# Given instruction
Copy every line of the listing below that contains the word "blue". Case counts, so skip any line where the word appears only with different capitalization.

--- Input records ---

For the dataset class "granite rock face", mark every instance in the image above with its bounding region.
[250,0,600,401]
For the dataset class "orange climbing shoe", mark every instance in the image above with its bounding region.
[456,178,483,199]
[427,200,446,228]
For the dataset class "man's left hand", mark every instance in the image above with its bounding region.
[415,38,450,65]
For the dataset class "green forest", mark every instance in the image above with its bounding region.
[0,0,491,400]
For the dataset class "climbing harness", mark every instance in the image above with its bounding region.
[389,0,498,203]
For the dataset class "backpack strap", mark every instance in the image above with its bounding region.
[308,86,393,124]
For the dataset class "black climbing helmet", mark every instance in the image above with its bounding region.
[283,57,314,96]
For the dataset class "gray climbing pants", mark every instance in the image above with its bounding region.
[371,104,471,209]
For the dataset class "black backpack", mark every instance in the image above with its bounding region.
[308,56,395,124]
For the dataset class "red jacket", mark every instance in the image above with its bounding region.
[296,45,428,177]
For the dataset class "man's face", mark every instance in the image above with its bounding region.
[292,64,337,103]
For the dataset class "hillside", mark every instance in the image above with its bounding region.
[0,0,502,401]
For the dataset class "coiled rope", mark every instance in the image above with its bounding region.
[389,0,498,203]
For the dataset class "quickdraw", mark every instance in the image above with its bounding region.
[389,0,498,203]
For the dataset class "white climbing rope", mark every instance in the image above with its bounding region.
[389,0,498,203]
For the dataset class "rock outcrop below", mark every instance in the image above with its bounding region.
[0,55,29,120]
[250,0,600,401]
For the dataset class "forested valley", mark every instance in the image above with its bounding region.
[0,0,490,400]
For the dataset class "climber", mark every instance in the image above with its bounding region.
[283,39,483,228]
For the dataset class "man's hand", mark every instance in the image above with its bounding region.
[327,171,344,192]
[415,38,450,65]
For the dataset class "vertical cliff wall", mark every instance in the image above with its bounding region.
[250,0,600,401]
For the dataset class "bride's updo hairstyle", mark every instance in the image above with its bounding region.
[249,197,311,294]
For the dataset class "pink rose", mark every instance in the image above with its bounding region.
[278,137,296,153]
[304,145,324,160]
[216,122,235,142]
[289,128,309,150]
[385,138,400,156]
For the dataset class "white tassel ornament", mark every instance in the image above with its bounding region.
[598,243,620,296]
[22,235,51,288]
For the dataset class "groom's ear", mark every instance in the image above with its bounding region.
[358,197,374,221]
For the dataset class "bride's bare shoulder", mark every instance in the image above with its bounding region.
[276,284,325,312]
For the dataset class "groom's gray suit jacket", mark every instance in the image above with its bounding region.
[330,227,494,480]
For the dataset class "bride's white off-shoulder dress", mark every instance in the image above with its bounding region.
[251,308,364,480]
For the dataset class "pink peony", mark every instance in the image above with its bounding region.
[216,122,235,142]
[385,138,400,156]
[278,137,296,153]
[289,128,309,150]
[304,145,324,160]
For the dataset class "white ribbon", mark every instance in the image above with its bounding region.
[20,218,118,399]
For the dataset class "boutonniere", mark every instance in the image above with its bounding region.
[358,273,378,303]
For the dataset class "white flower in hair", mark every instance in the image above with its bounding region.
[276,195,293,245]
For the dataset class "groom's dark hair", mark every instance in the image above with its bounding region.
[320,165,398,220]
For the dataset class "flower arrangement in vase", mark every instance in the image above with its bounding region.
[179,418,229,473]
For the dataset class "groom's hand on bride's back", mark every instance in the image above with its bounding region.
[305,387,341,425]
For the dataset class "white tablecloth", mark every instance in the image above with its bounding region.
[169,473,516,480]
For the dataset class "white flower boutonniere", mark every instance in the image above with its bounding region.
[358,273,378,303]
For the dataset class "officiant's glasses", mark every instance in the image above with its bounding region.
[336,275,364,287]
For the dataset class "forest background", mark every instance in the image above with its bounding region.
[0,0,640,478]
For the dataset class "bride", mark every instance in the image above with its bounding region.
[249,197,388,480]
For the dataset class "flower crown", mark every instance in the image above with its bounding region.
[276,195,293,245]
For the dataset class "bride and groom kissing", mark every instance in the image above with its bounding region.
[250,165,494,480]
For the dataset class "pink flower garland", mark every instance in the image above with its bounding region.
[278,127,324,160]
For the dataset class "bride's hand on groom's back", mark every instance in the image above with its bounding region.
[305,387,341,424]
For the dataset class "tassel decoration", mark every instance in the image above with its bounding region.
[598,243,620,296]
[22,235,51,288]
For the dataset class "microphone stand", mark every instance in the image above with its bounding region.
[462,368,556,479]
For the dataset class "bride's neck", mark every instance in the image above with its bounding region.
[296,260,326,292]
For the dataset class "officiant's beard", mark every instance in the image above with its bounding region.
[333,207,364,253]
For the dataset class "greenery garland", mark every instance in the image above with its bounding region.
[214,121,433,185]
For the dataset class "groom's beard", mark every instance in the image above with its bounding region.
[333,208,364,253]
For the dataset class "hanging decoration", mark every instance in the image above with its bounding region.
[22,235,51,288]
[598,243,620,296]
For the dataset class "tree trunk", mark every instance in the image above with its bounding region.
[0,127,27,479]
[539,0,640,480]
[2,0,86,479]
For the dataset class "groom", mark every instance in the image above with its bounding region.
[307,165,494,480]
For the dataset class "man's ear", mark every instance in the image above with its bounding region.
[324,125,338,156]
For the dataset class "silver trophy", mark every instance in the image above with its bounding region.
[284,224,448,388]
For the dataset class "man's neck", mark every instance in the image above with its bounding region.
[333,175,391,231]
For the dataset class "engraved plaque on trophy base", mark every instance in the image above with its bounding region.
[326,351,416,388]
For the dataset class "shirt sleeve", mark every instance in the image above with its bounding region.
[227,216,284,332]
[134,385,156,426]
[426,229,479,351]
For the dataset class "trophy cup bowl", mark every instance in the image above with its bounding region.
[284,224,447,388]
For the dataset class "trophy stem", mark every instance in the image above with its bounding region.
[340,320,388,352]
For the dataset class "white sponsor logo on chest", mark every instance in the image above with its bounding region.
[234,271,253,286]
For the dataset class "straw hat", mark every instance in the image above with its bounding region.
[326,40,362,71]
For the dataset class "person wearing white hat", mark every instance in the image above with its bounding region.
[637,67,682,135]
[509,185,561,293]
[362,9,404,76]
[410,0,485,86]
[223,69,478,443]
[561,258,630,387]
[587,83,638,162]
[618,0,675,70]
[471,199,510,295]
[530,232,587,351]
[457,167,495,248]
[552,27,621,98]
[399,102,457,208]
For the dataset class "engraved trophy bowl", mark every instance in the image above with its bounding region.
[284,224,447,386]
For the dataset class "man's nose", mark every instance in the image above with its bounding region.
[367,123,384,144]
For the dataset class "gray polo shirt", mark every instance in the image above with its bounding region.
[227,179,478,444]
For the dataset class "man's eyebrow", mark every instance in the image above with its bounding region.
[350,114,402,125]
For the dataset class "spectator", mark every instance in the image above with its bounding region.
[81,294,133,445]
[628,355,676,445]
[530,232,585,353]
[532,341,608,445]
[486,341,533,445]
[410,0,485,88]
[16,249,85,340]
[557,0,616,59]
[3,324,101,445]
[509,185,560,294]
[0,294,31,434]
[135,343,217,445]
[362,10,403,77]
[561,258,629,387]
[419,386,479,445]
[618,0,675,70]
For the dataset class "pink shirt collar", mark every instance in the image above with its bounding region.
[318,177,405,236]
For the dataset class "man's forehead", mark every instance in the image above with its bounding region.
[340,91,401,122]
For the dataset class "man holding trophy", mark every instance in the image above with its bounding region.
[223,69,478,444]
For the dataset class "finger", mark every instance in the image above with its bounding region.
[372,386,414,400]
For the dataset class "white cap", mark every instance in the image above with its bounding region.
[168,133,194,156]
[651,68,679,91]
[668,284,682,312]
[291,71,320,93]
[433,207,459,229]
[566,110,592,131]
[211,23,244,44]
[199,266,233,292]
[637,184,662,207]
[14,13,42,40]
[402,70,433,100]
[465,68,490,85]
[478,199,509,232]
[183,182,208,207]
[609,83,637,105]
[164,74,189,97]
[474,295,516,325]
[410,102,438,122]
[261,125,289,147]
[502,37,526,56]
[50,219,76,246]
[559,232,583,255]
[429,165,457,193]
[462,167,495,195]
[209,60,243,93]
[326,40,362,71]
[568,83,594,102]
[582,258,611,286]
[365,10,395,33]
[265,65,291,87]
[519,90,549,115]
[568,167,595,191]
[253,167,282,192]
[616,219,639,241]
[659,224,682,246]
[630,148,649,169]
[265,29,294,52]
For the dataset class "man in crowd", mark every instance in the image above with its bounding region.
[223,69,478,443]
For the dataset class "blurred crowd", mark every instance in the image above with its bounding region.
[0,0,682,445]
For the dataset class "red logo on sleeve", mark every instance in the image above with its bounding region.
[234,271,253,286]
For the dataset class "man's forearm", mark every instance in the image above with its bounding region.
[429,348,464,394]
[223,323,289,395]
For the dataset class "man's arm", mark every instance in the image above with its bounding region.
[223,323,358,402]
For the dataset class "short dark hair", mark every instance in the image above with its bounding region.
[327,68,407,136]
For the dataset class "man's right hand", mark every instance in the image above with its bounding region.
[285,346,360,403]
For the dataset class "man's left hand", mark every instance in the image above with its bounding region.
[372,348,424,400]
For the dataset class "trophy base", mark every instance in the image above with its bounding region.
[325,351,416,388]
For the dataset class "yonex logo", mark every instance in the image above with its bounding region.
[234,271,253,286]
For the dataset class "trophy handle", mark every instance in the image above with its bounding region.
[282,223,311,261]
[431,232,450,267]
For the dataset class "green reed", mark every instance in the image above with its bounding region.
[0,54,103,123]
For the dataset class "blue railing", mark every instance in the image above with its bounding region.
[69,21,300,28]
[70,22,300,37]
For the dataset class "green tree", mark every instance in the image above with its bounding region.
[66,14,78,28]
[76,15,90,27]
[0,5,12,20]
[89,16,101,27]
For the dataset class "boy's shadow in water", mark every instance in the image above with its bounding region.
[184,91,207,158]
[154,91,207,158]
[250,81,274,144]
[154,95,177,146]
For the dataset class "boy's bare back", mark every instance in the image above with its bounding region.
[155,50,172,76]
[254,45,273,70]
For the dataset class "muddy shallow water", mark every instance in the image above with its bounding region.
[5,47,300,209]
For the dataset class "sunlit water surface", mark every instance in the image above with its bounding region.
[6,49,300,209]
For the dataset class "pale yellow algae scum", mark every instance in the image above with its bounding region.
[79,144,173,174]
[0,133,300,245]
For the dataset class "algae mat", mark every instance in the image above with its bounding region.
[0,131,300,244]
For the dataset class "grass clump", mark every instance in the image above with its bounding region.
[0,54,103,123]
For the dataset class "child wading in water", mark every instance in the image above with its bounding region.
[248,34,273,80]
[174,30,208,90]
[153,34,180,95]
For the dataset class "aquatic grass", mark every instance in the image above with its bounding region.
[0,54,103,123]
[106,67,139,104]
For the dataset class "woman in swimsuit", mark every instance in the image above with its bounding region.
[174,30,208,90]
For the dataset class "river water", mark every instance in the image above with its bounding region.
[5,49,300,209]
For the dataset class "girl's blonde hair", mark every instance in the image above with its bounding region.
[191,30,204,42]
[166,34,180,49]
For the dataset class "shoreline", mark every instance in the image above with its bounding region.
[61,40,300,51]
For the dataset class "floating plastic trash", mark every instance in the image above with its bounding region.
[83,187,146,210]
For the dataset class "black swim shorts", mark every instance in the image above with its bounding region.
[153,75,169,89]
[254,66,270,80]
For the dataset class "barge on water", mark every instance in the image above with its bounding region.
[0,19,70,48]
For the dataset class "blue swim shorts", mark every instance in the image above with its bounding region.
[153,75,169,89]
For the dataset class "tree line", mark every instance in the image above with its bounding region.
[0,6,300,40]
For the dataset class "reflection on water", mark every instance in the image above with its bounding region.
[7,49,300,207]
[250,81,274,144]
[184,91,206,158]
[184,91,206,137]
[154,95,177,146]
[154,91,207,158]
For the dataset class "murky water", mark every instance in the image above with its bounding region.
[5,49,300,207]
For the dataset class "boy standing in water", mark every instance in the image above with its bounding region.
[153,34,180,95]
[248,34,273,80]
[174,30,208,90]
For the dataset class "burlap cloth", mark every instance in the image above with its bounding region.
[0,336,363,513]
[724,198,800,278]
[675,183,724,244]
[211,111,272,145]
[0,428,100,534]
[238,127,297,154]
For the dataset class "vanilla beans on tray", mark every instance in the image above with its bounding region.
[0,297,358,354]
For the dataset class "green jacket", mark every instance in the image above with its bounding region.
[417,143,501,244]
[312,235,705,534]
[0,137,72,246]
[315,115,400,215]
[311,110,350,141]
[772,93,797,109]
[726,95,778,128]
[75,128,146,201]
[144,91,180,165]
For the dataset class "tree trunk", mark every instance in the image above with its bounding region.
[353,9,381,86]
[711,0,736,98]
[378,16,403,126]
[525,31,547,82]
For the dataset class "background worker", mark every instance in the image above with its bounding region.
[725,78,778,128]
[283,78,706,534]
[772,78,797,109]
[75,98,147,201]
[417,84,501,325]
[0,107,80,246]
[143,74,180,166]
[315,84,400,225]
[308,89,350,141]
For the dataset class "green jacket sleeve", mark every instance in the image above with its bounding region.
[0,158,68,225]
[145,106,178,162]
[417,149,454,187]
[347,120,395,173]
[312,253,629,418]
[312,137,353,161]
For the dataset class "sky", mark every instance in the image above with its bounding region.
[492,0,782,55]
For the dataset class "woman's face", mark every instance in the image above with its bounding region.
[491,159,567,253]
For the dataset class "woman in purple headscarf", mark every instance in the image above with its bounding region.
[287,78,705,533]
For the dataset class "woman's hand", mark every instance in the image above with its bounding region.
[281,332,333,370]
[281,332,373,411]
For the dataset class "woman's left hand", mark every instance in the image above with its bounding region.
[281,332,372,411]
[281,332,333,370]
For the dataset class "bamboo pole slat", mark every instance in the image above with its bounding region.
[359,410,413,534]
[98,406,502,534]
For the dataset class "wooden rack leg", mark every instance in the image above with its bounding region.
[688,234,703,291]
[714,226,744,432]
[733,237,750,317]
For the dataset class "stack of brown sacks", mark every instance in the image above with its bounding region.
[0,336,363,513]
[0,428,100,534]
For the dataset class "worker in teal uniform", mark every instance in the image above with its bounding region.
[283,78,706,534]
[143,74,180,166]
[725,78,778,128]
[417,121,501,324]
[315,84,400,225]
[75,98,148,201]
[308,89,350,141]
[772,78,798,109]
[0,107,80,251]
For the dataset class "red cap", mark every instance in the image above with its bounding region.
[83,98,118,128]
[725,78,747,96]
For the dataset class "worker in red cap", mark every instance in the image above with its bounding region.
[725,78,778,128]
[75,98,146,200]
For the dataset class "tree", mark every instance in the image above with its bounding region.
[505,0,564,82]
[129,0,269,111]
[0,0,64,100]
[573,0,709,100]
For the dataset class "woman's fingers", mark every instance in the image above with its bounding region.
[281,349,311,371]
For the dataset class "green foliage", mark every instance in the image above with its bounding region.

---

# Solution
For the dataset class "blue railing", mark every instance in the image above with its bounding region.
For the dataset class "blue swim shorts", mark every instance in the image above with its bounding region.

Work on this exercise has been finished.